## Task prompt
Could you return the data that follows exactly, minus the images?

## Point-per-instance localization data

++++++++

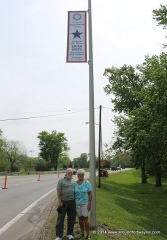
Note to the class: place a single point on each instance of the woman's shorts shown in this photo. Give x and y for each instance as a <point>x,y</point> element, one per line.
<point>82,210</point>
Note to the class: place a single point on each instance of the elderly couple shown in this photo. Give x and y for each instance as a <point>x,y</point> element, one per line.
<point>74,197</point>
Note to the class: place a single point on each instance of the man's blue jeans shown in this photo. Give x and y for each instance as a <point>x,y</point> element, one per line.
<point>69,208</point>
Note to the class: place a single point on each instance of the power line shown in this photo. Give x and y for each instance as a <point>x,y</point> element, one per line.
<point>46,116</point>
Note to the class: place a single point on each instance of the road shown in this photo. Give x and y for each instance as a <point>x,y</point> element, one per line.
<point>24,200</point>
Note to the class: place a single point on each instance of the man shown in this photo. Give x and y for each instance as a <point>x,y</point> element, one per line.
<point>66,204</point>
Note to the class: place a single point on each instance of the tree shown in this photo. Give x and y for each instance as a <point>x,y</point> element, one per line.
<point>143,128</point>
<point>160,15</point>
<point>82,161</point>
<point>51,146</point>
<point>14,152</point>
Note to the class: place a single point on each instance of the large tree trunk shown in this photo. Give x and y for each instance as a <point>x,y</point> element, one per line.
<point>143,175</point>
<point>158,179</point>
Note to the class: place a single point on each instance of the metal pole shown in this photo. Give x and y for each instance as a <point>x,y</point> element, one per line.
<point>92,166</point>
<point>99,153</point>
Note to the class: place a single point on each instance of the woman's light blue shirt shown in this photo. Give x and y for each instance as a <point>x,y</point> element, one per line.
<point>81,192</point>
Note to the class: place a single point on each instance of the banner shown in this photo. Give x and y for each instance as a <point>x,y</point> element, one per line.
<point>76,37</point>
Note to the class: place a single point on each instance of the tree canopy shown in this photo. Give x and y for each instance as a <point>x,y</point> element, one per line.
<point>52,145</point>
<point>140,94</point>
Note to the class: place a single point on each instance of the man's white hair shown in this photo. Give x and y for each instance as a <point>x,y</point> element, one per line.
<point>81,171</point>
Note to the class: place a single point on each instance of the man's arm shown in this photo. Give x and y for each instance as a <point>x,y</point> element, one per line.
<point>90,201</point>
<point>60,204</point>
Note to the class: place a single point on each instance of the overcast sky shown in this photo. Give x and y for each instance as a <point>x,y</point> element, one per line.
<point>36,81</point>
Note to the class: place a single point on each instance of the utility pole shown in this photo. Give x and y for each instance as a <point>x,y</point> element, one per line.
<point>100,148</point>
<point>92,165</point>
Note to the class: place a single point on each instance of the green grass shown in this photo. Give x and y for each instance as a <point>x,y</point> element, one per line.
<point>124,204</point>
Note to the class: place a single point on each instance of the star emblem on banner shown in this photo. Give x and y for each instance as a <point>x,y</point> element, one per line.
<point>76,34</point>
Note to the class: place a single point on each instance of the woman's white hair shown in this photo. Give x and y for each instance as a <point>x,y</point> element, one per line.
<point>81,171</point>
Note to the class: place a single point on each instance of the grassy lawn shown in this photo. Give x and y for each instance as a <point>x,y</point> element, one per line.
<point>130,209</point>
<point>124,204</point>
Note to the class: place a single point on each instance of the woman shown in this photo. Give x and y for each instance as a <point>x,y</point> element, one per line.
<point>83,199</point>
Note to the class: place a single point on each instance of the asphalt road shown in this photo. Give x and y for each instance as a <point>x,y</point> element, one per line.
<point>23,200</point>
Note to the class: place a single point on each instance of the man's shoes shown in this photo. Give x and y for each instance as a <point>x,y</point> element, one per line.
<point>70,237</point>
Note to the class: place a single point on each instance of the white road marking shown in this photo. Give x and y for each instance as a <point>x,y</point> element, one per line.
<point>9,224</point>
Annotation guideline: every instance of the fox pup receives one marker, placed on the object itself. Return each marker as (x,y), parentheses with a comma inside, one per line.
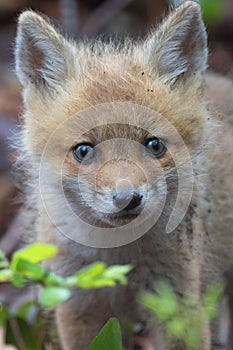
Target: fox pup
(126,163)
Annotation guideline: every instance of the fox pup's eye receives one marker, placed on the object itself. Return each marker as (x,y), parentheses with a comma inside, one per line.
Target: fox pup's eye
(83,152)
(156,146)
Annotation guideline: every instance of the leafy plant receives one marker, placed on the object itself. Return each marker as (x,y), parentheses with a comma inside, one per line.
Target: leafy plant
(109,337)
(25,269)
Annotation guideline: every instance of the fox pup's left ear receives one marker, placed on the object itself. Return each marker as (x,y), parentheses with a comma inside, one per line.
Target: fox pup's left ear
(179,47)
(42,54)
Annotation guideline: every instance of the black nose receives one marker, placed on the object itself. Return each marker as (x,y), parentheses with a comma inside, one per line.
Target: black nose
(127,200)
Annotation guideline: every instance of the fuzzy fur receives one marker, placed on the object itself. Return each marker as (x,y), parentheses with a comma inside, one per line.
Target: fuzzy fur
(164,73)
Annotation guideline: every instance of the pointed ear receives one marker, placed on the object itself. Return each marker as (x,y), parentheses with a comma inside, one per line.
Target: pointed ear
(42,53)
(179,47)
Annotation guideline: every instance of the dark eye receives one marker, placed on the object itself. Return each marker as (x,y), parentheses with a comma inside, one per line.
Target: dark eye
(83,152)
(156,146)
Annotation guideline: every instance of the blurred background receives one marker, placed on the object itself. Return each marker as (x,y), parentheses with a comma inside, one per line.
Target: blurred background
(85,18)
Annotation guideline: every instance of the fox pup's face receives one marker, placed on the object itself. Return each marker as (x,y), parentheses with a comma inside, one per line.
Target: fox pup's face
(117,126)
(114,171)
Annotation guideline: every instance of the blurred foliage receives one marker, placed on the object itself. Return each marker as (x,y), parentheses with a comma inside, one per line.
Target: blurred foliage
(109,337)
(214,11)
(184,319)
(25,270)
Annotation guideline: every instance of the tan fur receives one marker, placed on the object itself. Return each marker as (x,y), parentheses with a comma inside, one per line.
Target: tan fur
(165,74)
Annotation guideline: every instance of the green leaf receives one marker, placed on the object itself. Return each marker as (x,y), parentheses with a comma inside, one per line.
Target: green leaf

++++++++

## Solution
Note to the class: place a single point on each instance of the woman's shorts shown in this photo. Give x and y for each instance as a <point>x,y</point> element, one per line.
<point>82,210</point>
Note to the class: place a single point on each instance of the elderly couple shown in this photo. Give x and y for each instance as a <point>x,y</point> element, one per line.
<point>74,197</point>
Note to the class: place a single point on each instance of the man's blue jeans shown in this photo. Give x and y for each instance as a <point>x,y</point> element, one per line.
<point>69,208</point>
Note to the class: place a single point on each instance of the power line shown in this photo. Give x and y for each instance as a <point>x,y</point> element, one per line.
<point>46,116</point>
Note to the class: place a single point on each instance of the road shown in this photo. Give x and y for each instance as a <point>x,y</point> element, one per line.
<point>24,200</point>
Note to the class: place a single point on each instance of the man shown in this photo. Give x and y for each instance as a <point>x,y</point> element, one per line.
<point>66,204</point>
Note to the class: place a single point on each instance of the tree shown in this photo. Give x and y for each instance as a <point>x,y</point> element, one per line.
<point>143,128</point>
<point>160,15</point>
<point>82,161</point>
<point>51,146</point>
<point>14,152</point>
Note to the class: place a single point on each instance of the large tree trunk shown in this photo. Give x and y for each instance as a <point>x,y</point> element, one per line.
<point>143,175</point>
<point>158,179</point>
Note to the class: place a single point on each instance of the metal pole shown in this photo. Give x and y for each instance as a <point>x,y</point> element, one per line.
<point>92,166</point>
<point>99,153</point>
Note to the class: place a single point on each instance of the woman's light blue shirt shown in this photo. Give x and y for each instance as a <point>x,y</point> element, one per line.
<point>81,192</point>
Note to the class: place a single point on each instance of the banner shown in this photo. Give x and y for each instance as a <point>x,y</point> element, one per line.
<point>76,37</point>
Note to the class: place a single point on each instance of the tree canopy shown in this photo. Give x and y for each instance as a <point>x,y</point> element, one per line.
<point>52,145</point>
<point>140,94</point>
Note to the class: place a single point on each instance of the man's white hair shown in this photo. Give x and y for each instance as a <point>x,y</point> element, one per line.
<point>81,171</point>
Note to the class: place a single point on each instance of the man's arm shown in this photo. Give x and y for each instance as a <point>x,y</point> element, one per line.
<point>90,201</point>
<point>60,204</point>
Note to the class: place a single point on each instance of the overcast sky shown in this photo. Give x and y for each instance as a <point>x,y</point> element, one per line.
<point>36,81</point>
Note to the class: place a single point on each instance of the utility pole shown in this photo. Give x and y for each instance as a <point>x,y</point> element, one per line.
<point>100,148</point>
<point>92,165</point>
Note to the class: place a single point on each instance of the green grass shown in this photo. Give x and y for each instance as a <point>x,y</point> element, one per line.
<point>124,204</point>
Note to the class: place a single point on each instance of the star emblem on banner shown in this photo. Give x and y for each instance as a <point>x,y</point> element, one per line.
<point>76,34</point>
Note to the class: place a single point on each instance of the woman's white hair shown in this photo. Give x and y for each instance as a <point>x,y</point> element, one per line.
<point>81,171</point>
Note to the class: place a single point on each instance of the grassy lawn shown in this photo. Give x and y for each instance as a <point>x,y</point> element, one per line.
<point>130,209</point>
<point>124,204</point>
Note to the class: place a single point on each instance of the woman shown in this photo. Give x and y for each instance as a <point>x,y</point> element, one per line.
<point>83,199</point>
Note to the class: place a single point on each instance of the asphalt road shown in this photo. Give x and y for each instance as a <point>x,y</point> element, one per line.
<point>23,200</point>
Note to the class: place a single point on each instance of the man's shoes shown in this photo. Give x and y for each instance as a <point>x,y</point> element, one per line.
<point>70,237</point>
Note to the class: place a single point on each instance of the white road marking shown in this photo. Give x and y for each instance as a <point>x,y</point> element, one per line.
<point>9,224</point>
Annotation guideline: every instance of the fox pup receives one marker, placed on the object itself. Return each marker as (x,y), parentheses with a comma inside, one per line.
Target: fox pup
(126,163)
Annotation guideline: every instance of the fox pup's eye receives one marker, placed on the object itself. Return each marker as (x,y), parentheses with a comma inside, one per line.
Target: fox pup's eye
(83,152)
(156,146)
Annotation guideline: every instance of the leafy plant receives one marker, placed on the object itself. Return each marker as (x,y), parentheses with a comma inside, one per line.
Target: leafy plant
(109,337)
(25,269)
Annotation guideline: every instance of the fox pup's left ear receives one marker, placed on the object itself. Return each marker as (x,y), parentheses with a comma inside, one per line.
Target: fox pup's left ear
(179,47)
(42,54)
Annotation guideline: every instance of the black nose receives one marker, placed on the object itself. Return each marker as (x,y), parentheses with a comma inside, one per line.
Target: black nose
(127,200)
Annotation guideline: every instance of the fuzzy fur receives one marker, placed on the object itself. Return each marker as (x,y), parentheses with a comma inside, one per line.
Target: fuzzy fur
(164,73)
Annotation guideline: every instance of the pointed ear receives one marker, placed on the object itself. Return each marker as (x,y), parentheses with a comma inside, one per line.
Target: pointed ear
(42,53)
(179,47)
Annotation guideline: every instance of the dark eye receives one marker, placed on the object itself. Return each marker as (x,y), parentheses with a comma inside, one per line.
Target: dark eye
(83,152)
(156,146)
Annotation guideline: every instance of the blurred background receives one marker, placed on the object itself. Return each marker as (x,y), parentheses with a comma inside, one per line.
Target: blurred background
(85,18)
Annotation guideline: every instance of the fox pup's face receives one marker, placed on the object itself. Return each marker as (x,y), parentheses with a comma inside, one per line.
Target: fox pup's face
(117,126)
(114,171)
Annotation guideline: every instance of the blurred foliage receives one marker, placed on the object itself. Return each marker as (x,y), parentheses with a comma inside, one per line.
Target: blurred foliage
(109,337)
(214,11)
(184,319)
(25,270)
Annotation guideline: every instance of the tan fur receives one marker, placed on the object itself. Return each marker as (x,y), parentheses with a comma inside, one per line.
Target: tan fur
(165,74)
Annotation guideline: every instance of the green leaf receives one marker, placed on the object itself. Return each marker as (x,y), parentheses with a comma inside, one per line.
Target: green leaf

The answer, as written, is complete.